● **Task**
Copy the material below word for word, leaving out the picture.

● **Data provided**
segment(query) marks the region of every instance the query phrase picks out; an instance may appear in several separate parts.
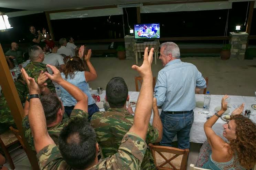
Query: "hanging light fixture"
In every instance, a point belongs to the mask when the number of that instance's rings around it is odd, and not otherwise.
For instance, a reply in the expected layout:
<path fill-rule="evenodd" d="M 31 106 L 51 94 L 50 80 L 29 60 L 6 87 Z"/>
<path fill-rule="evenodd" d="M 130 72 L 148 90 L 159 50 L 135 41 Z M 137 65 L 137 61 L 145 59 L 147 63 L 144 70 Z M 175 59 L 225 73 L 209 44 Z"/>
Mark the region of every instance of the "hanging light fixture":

● **The response**
segment(query) marks the region of every instance the query phrase picks out; an instance may appear in several separate parts.
Query: "hanging light fixture"
In every instance, a point belongs to the mask when the number of that instance's rings around it is odd, and not otherwise.
For instance, a reply in the expected layout:
<path fill-rule="evenodd" d="M 31 106 L 51 94 L 50 80 L 29 60 L 6 87 Z"/>
<path fill-rule="evenodd" d="M 130 72 L 148 90 L 159 50 L 135 41 Z M 137 65 L 137 61 L 145 59 L 147 63 L 144 70 Z M 175 59 L 225 73 L 209 44 Z"/>
Mark the region of every instance of the "hanging light fixture":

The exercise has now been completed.